▸ **Vorliegender Text**:
Gesundheitssenatorin Dilek Kalayci (SPD) Foto: picture alliance/Kay Nietfeld/dpa

Gesundheitssenatorin Dilek Kalayci (SPD) wirkt am Montagmorgen regelrecht aufgeräumt für diese pandemischen Zeiten. Aber zu viel Euphorie lässt sie dann doch nicht zu: „Die Abbremsung ist uns gelungen, und das ist ein gemeinsamer Erfolg für alle Berlinerinnen und Berliner“, sagte Kalayci im Gesundheitsausschuss des Abgeordnetenhauses mit Blick auf die aktuellen Zahlen der Coronavirus-Infizierten. „Aber es besteht auch absolut noch kein Grund zur Entwarnung. Wir sind mitnichten über den Berg.“

Die Senatorin betonte, dass die Lage im bundesweiten Vergleich in Berlin sogar relativ entspannt sei. Die Reproduktionsrate liege im Moment bei 0,6 – das heißt, ein Infizierter gibt das Virus im Schnitt an 0,6 Personen weiter. Der Bundesschnitt liegt bei 0,8. Auch die Zahl der Infektionen pro 100.000 EinwohnerInnen ist in der Hauptstadt mit 138 geringer als im Bund (168). Inzwischen verdoppelt sich die Zahl der festgestellten Infektionen in Berlin alle 20 Tage – „wir waren da anfangs mal bei drei Tagen“, sagte Kalayci. 5.225 bestätigte Fälle zählt die Gesundheitsverwaltung für Berlin Stand Sonntagabend, 94 sind bisher an der Lungenkrankheit verstorben.

Forderungen nach einer schnelleren Komplett-Öffnung etwa der Kitas – Jugendsenatorin Sandra Scheeres (SPD) peilt derzeit den 1. August an – mochte Kalayci allerdings daraus nicht ableiten: „Das ist eine Gratwanderung. Wir entscheiden das ja nicht in einem pandemiefreien Raum, sondern müssen da auch immer mit Seitenblick auf die Entwicklung der Fallzahlen reagieren.“

SPD-Abgeordnete Bettina König wünschte sich indes „etwas mehr Kreativität“ bei den bisherigen Fahrplänen für die Kita-Öffnung. Klar ist derzeit nur, dass der Anspruch für die Notbetreuung ab kommenden Montag auf weitere Berufsgruppen ausgeweitet werden soll. Auch Alleinerziehende, die arbeiten müssen und keine Betreuungsmöglichkeit haben, sollen Anspruch haben. König regte an, auch „über einen Schichtbetrieb nachzudenken, denn viele Eltern wären auch über zwei Stunden am Nachmittag schon froh.“

Häusliche Gewalt nimmt zu

Einen Fortschritt ließ Kalayci ihren Staatsekretär Martin Matz vermelden: „Innerhalb von vier Wochen konnten wir 53 Prozent unseres Dreimonatsbedarfs von Mund- und Nasenschutz sichern.“ Im Klartext: Die Masken, die Berlin unter anderem über den Bund geordert hat, kommen an. Anders sei die Lage bei den Schutzkitteln: Vertraglich habe man sich den Drei-Monats-Bedarf gesichert. Aber bisher seien in den letzten vier Wochen weniger als fünf Prozent angekommen.

▸ **Ausgangsdaten**:

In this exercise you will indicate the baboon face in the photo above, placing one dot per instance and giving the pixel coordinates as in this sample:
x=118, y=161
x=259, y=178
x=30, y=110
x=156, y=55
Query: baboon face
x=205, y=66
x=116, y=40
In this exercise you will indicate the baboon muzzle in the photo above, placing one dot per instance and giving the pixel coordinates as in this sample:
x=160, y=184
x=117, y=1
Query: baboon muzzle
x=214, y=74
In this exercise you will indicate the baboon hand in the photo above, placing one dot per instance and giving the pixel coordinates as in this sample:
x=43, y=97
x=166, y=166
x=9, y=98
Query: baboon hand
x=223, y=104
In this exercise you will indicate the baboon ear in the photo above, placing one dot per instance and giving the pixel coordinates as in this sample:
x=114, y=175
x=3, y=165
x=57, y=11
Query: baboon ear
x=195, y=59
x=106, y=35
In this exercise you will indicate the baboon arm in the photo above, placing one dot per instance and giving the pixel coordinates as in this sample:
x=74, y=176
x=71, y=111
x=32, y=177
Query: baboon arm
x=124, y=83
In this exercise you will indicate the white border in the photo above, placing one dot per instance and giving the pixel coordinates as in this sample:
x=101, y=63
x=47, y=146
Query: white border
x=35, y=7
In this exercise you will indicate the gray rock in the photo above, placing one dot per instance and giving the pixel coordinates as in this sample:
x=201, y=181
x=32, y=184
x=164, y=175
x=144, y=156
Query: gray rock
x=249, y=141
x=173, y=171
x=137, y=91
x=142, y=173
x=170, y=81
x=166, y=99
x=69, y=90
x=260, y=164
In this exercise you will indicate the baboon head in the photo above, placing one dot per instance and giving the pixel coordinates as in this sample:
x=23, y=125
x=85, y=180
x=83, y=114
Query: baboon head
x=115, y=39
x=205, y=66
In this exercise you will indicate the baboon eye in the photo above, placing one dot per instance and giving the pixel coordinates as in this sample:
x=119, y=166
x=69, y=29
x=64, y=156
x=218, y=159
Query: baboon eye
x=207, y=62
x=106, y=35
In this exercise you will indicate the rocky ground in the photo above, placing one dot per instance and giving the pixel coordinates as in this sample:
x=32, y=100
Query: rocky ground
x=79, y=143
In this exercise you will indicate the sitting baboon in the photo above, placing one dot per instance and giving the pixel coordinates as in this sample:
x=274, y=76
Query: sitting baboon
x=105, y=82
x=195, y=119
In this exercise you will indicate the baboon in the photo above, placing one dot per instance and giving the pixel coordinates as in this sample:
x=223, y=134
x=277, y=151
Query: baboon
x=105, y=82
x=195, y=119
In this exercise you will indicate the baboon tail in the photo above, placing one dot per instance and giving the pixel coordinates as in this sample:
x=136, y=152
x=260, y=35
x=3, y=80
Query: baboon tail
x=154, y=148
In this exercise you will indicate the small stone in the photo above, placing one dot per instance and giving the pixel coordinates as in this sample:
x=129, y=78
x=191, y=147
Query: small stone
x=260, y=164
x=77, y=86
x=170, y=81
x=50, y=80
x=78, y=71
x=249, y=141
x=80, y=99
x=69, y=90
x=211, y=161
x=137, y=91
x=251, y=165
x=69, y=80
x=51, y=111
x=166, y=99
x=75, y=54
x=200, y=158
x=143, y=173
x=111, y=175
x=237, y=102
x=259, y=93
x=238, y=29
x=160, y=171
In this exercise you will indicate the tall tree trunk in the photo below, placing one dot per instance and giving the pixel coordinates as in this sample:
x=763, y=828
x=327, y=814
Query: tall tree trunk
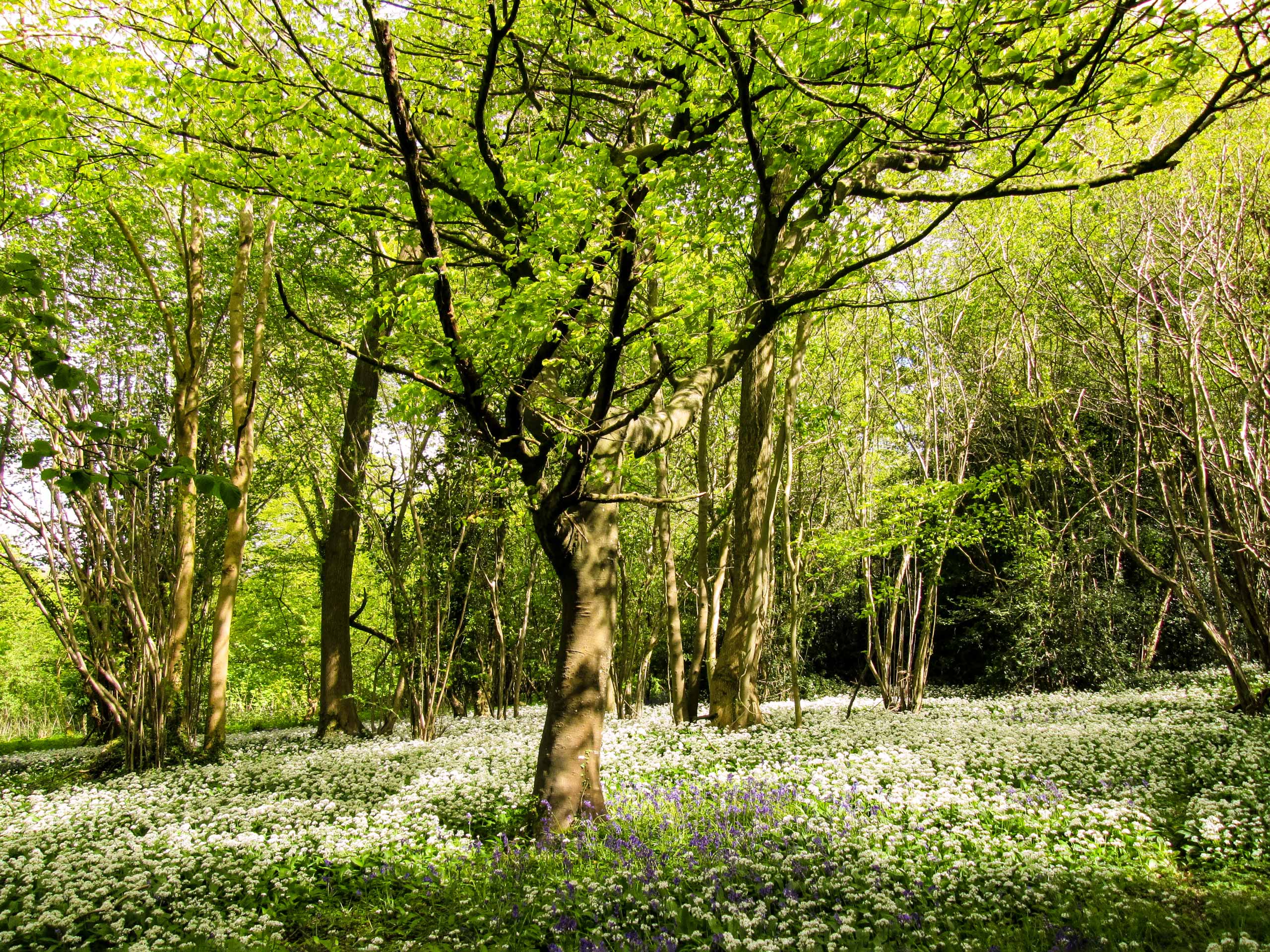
x=733, y=696
x=244, y=382
x=582, y=546
x=794, y=559
x=337, y=706
x=186, y=350
x=186, y=400
x=705, y=507
x=525, y=631
x=671, y=582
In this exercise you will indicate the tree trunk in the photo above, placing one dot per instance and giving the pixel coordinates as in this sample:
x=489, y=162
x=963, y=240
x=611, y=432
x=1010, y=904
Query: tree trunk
x=693, y=692
x=582, y=546
x=525, y=633
x=733, y=696
x=1152, y=644
x=674, y=625
x=243, y=389
x=186, y=399
x=337, y=706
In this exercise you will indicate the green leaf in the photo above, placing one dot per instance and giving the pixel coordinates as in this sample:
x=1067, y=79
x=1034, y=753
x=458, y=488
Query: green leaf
x=40, y=451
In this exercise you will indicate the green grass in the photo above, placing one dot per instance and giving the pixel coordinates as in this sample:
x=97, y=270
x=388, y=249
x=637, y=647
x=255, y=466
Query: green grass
x=22, y=746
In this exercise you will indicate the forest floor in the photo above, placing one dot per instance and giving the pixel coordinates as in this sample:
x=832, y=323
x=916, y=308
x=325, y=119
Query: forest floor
x=1121, y=819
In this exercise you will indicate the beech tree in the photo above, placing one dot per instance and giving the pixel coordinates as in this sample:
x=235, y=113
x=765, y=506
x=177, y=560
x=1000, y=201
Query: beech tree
x=552, y=166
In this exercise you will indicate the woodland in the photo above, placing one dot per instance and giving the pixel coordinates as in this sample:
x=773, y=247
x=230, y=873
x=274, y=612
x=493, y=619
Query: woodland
x=690, y=475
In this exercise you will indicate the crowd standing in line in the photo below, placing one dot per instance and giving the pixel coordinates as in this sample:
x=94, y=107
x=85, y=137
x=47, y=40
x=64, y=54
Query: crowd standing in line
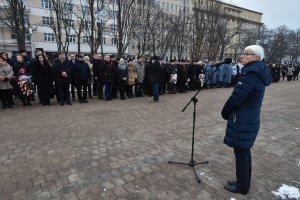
x=109, y=78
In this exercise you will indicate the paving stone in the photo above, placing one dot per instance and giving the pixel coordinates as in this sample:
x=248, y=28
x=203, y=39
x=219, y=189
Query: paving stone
x=120, y=149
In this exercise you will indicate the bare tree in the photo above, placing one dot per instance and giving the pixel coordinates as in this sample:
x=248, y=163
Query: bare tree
x=12, y=14
x=146, y=28
x=126, y=24
x=61, y=14
x=294, y=45
x=79, y=23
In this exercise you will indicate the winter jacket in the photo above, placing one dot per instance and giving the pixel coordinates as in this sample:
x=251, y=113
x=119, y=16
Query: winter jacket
x=59, y=67
x=81, y=71
x=242, y=109
x=6, y=71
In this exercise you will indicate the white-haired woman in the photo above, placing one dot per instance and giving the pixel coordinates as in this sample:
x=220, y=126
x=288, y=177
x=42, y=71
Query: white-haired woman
x=242, y=112
x=90, y=82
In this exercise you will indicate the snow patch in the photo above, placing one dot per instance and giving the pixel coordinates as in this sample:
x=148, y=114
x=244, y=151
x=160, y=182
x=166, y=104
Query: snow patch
x=287, y=191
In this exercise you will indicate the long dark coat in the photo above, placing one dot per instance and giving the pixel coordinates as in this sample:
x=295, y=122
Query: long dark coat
x=43, y=78
x=242, y=109
x=155, y=73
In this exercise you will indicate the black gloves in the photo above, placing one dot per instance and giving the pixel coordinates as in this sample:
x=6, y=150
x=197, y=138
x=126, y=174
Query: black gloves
x=227, y=109
x=225, y=113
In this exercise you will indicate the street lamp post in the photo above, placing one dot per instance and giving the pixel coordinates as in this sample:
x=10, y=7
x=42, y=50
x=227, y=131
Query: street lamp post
x=31, y=43
x=100, y=16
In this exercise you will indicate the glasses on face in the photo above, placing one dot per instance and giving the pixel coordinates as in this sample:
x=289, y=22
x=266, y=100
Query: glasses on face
x=247, y=54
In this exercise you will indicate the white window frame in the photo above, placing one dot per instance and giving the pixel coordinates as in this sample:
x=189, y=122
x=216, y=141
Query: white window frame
x=48, y=37
x=45, y=3
x=72, y=38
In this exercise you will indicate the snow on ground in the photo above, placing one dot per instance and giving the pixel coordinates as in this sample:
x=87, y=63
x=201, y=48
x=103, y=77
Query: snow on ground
x=287, y=191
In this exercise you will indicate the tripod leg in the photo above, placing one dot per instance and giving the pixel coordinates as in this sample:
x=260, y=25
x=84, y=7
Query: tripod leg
x=198, y=179
x=206, y=162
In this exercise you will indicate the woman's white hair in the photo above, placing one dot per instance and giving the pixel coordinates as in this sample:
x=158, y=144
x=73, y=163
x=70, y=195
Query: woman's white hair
x=257, y=50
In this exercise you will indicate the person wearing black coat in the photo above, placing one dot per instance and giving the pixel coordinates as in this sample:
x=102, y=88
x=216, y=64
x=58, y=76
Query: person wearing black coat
x=43, y=78
x=62, y=71
x=242, y=112
x=82, y=74
x=72, y=63
x=155, y=77
x=98, y=73
x=20, y=68
x=114, y=64
x=109, y=77
x=122, y=78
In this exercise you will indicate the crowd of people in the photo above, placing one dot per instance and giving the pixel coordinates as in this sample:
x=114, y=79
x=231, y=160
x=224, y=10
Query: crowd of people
x=110, y=77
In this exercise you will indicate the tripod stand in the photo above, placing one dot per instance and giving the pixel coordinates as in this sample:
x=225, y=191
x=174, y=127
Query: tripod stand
x=192, y=163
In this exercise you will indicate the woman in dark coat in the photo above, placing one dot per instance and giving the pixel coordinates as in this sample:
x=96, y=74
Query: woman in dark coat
x=43, y=78
x=22, y=68
x=242, y=112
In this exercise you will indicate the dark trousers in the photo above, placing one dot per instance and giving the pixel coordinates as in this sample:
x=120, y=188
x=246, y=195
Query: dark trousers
x=155, y=91
x=82, y=86
x=73, y=85
x=114, y=89
x=100, y=88
x=243, y=168
x=108, y=90
x=89, y=86
x=122, y=88
x=5, y=96
x=129, y=91
x=63, y=92
x=138, y=89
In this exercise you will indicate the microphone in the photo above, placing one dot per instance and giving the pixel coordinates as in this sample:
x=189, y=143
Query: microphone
x=226, y=61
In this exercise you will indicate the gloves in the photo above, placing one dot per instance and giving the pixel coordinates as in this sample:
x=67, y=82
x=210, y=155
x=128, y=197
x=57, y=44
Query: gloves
x=225, y=113
x=226, y=110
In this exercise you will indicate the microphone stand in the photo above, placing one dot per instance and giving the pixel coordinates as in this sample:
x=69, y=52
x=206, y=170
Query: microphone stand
x=192, y=163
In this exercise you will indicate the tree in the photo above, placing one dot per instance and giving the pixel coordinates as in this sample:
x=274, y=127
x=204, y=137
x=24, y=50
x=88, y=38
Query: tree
x=126, y=24
x=12, y=13
x=61, y=22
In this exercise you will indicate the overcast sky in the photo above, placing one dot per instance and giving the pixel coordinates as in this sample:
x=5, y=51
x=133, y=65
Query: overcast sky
x=275, y=12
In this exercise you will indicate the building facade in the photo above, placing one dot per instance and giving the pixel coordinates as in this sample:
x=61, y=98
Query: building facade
x=40, y=35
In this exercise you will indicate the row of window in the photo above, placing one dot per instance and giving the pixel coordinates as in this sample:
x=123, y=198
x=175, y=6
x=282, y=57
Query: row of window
x=169, y=6
x=49, y=37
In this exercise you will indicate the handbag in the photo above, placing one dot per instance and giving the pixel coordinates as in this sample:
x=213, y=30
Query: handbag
x=12, y=81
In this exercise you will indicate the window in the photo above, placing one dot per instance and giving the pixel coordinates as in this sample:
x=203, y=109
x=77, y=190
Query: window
x=113, y=28
x=85, y=39
x=113, y=41
x=47, y=20
x=87, y=24
x=45, y=3
x=26, y=19
x=86, y=10
x=69, y=23
x=68, y=7
x=27, y=36
x=49, y=37
x=71, y=38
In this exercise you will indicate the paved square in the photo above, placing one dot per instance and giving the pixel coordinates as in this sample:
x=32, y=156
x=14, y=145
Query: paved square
x=120, y=149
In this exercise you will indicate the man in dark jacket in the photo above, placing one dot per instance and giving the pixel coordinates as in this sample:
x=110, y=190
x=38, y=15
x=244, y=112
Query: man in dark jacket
x=62, y=71
x=72, y=63
x=155, y=77
x=242, y=112
x=98, y=73
x=82, y=74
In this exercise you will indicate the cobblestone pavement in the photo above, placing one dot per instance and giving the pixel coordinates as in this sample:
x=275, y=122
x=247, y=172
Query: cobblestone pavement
x=120, y=149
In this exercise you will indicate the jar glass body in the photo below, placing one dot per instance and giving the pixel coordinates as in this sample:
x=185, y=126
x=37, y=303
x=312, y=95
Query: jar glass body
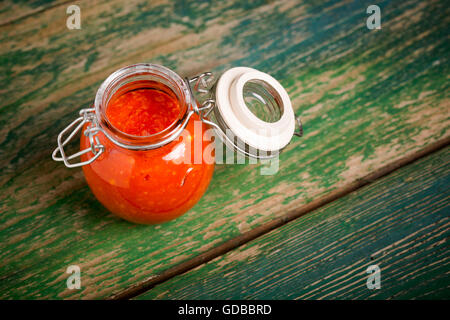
x=149, y=185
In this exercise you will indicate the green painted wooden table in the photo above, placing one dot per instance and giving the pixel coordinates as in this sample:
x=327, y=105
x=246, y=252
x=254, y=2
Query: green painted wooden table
x=367, y=184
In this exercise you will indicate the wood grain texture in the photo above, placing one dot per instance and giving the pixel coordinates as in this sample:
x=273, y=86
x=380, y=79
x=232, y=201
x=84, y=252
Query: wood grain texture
x=14, y=11
x=400, y=223
x=367, y=98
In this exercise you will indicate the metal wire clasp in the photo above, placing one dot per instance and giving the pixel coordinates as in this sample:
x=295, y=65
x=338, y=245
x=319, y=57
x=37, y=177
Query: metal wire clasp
x=86, y=116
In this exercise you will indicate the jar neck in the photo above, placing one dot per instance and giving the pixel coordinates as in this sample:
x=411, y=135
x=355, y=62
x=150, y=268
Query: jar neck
x=142, y=76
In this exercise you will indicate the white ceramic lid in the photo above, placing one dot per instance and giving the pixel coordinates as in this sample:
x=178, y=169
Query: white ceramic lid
x=259, y=134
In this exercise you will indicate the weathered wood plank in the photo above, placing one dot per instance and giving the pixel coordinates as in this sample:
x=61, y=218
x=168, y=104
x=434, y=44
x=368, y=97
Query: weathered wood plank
x=367, y=98
x=400, y=223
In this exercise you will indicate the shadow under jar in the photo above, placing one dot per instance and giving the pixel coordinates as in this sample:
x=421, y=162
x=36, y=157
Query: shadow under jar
x=148, y=145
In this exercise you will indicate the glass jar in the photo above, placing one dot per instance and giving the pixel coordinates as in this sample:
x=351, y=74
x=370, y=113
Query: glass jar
x=157, y=176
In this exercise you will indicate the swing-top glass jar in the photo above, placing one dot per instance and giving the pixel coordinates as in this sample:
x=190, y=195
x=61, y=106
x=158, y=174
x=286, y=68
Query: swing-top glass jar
x=146, y=145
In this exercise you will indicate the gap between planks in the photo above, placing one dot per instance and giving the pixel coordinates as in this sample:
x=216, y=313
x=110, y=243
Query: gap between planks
x=278, y=222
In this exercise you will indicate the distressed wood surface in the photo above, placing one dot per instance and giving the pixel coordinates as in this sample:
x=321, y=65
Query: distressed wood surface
x=367, y=98
x=401, y=223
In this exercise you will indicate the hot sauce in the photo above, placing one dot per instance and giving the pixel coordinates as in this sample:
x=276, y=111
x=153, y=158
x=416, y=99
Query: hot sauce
x=147, y=186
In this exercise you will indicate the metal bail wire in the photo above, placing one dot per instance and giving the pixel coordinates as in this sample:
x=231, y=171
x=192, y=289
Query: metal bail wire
x=86, y=116
x=201, y=85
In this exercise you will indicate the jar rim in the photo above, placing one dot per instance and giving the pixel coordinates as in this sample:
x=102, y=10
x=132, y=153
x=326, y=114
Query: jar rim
x=116, y=79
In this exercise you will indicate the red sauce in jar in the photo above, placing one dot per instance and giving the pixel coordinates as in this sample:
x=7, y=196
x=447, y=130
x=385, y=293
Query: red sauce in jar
x=148, y=186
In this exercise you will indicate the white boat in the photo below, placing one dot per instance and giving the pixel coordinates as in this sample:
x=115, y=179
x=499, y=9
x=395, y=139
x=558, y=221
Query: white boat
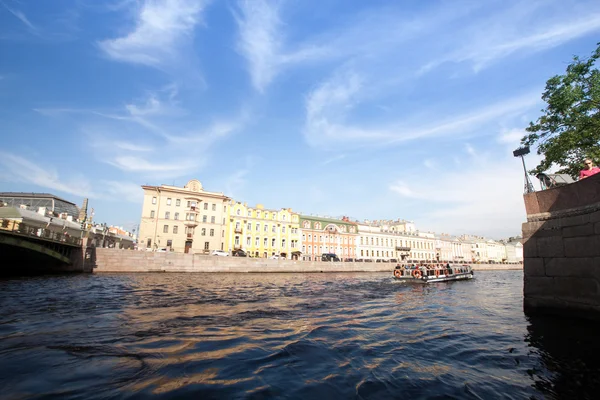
x=433, y=273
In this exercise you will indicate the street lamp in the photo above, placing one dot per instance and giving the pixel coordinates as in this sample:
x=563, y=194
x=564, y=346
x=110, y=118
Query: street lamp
x=521, y=152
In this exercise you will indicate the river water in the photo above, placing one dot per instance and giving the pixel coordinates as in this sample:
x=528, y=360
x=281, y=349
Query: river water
x=296, y=336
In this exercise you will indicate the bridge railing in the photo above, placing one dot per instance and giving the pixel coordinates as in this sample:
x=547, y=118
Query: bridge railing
x=24, y=229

▸ **Aufgabe**: Zitieren Sie aus dem Text über die Corona-Lage in Berlin wörtlich den Abschnitt, der mit den Worten „Einen Fortschritt ließ“ beginnt und mit „fünf Prozent angekommen.“ endet.

▸ **Ergebnis**:
Einen Fortschritt ließ Kalayci ihren Staatsekretär Martin Matz vermelden: „Innerhalb von vier Wochen konnten wir 53 Prozent unseres Dreimonatsbedarfs von Mund- und Nasenschutz sichern.“ Im Klartext: Die Masken, die Berlin unter anderem über den Bund geordert hat, kommen an. Anders sei die Lage bei den Schutzkitteln: Vertraglich habe man sich den Drei-Monats-Bedarf gesichert. Aber bisher seien in den letzten vier Wochen weniger als fünf Prozent angekommen.